● **Extract**:
>>>>>

# Smokin' three trouts.



## rf0t0 (Jun 25, 2010)

update picture when they are done.


----------



## Bearcarver (Jun 25, 2010)

Those three look GREAT already!
	

	
	
		
		



		
		
	


	





Lookin' forward to the finished pics!!!!

Bearcarver


----------



## meateater (Jun 25, 2010)

Looking good! What kind of trout you got there?


----------



## mossymo (Jun 25, 2010)

I very interested in this ones outcome.....


----------



## rf0t0 (Jun 25, 2010)

Brook Trouts (according to the fish place here)


----------



## Bearcarver (Jun 25, 2010)

meateater said:


> Looking good! What kind of trout you got there?


Speckled?-----No that's seasoning!

Lemon Trout?------That's a dumb answer!

With the seasoning on them, all I can say is they are very big trout!

Better ask the guy with the broken fishing rod.

Bear


----------



## rf0t0 (Jun 25, 2010)

<<<<<

● **Available data**:

>>>>>

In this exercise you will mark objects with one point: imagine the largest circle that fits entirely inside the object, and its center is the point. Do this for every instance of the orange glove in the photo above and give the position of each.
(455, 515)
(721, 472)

<<<<<

● **What is asked**:
• a. Can you copy the stretch of the trout-smoking thread from "Lemon Trout?------That's a" through "broken fishing rod."?
• b. Would you continue the trout-smoking thread from the point where it ends?

● **Answers**:
• a.
Lemon Trout?------That's a dumb answer!

With the seasoning on them, all I can say is they are very big trout!

Better ask the guy with the broken fishing rod.

• b.
the above picture is the finished fish. the skin slipped right off, i guess it was rather stupid to season the skin being it became rubbery.  however it tastes great, nice pink layer on the meat. Normally i just fry the trouts. will be doing this again, just not seasoning the skin.


----------



## pit 4 brains (Jun 27, 2010)

Did you salt brine them for a bit before smoking?

They look good! I know the next time i go camping I'm bringing my drum for the trout and crawdads..


----------



## flyfishjeep (Jul 5, 2010)

Those do look delicious!  You wouldn't hear me complaining about hauling in 3 trout like that on my fly rod!

What were your cook times and temps?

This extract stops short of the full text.